**Written problem:** Retype every line of the bounding box data below, keeping each character unchanged.
== Record excerpts
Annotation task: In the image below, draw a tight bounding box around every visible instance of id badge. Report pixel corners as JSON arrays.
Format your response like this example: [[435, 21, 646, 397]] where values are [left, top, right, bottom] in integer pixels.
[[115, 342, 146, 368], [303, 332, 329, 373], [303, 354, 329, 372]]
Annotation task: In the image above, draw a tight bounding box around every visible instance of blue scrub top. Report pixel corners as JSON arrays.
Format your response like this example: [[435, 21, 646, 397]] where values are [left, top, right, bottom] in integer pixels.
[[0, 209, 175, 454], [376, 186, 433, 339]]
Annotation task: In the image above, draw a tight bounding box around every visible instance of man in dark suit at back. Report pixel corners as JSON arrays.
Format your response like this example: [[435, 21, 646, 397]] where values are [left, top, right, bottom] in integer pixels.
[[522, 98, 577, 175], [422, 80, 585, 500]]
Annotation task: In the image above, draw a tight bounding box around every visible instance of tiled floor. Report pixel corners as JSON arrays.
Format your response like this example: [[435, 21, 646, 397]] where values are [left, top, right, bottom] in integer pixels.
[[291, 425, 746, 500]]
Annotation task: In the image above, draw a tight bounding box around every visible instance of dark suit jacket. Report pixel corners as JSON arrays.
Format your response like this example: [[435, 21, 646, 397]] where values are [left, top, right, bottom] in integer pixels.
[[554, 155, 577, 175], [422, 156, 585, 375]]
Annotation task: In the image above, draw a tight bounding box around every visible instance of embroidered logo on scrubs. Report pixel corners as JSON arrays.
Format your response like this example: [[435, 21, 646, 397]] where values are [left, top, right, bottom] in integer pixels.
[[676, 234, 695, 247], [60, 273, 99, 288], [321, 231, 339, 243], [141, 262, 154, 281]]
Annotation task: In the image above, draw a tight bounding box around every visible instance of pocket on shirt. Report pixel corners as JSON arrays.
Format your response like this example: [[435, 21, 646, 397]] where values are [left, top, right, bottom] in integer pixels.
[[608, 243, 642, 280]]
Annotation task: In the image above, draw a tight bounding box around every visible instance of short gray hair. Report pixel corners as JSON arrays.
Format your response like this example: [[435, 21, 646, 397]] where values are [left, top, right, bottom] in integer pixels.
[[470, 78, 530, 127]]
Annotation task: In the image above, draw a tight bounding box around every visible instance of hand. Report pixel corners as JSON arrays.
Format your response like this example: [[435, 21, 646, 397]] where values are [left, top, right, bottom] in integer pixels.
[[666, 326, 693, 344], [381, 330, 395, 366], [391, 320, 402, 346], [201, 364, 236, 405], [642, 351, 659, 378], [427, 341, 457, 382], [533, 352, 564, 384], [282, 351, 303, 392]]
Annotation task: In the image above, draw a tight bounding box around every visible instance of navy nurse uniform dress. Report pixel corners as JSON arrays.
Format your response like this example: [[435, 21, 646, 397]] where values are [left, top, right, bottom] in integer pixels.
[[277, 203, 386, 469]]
====
**The output:**
Annotation task: In the image below, draw a tight bounding box around every visible instance of id badge. Report pixel corners as JSON arrays.
Format your response like this example: [[435, 21, 646, 397]] where values are [left, top, right, bottom] in integer pixels.
[[115, 342, 146, 368], [303, 332, 329, 373], [303, 354, 329, 372]]
Annotation task: In the image above, draw a tight bounding box around every visible instance of blue scrub top. Report pixel corners as JSON arrays.
Format your response like this example: [[435, 21, 646, 397]] where values are [left, top, right, bottom] in integer pixels.
[[0, 209, 175, 454], [376, 186, 433, 339]]
Annotation task: In the image above, draw a tight bounding box around every visible instance of man in dark suit at back. Report pixel corners as JSON arrays.
Format your response like this example: [[435, 21, 646, 397]] where values are [left, top, right, bottom] in integer pixels.
[[522, 98, 577, 175], [422, 80, 585, 500]]
Annotation task: In the image above, draw a tight bounding box around every visible instance of tiled floor. Report pixel corners as JSON arrays.
Format your response like this example: [[435, 21, 646, 397]] where values are [left, top, right, bottom] in integer pixels.
[[291, 425, 746, 500]]
Annotation task: In the image above, draw a tight bounding box around every visible instance of dark suit jacket. Report pixel corners as JSON arrays.
Format your response like this example: [[435, 21, 646, 397]] where values are [left, top, right, bottom] in integer pixels.
[[554, 155, 577, 175], [422, 156, 585, 375]]
Annotation task: In the image above, draw a tight bounding box around every visible instance of embroidered logo on scrubs. Report pixel corners as JSON arrays.
Format your response like this example: [[435, 21, 646, 397]] where values are [left, top, right, bottom] in integer pixels.
[[676, 234, 695, 247], [60, 273, 99, 288], [321, 231, 339, 243], [141, 262, 154, 281]]
Annotation task: In the image above, draw a tight bounding box around every visible instance of pocket on shirt. Report pixel corners as JSON arrays.
Format your response like this example: [[435, 21, 646, 397]] where values are [left, top, right, bottom] in integer pixels.
[[608, 243, 642, 280]]
Annotation task: In the image above, draw a tight bounding box around every visible instance of short gray hair. Report pixel corners as JSON arrays.
Format your response like this example: [[435, 21, 646, 397]] where values are [left, top, right, bottom] in integer pixels.
[[470, 78, 530, 127]]
Annotation task: In the image above, draw a tight bounding box around every visible instance of hand. Report pixel corners as JSON arrays.
Format your response like this example: [[435, 21, 646, 397]] where values are [left, top, right, bottom] in integer pixels.
[[666, 326, 693, 344], [381, 330, 395, 366], [391, 320, 402, 346], [201, 364, 236, 405], [642, 351, 659, 378], [427, 341, 457, 382], [533, 352, 564, 384], [282, 351, 303, 392]]
Annotation task: In the image above, draw a tight bounding box around every visible instance of navy nurse uniform dress. Report pixel corners as JSON arrays.
Format your response like this example: [[435, 21, 646, 397]] where values are [left, top, right, bottom] in integer pixels.
[[277, 203, 386, 469]]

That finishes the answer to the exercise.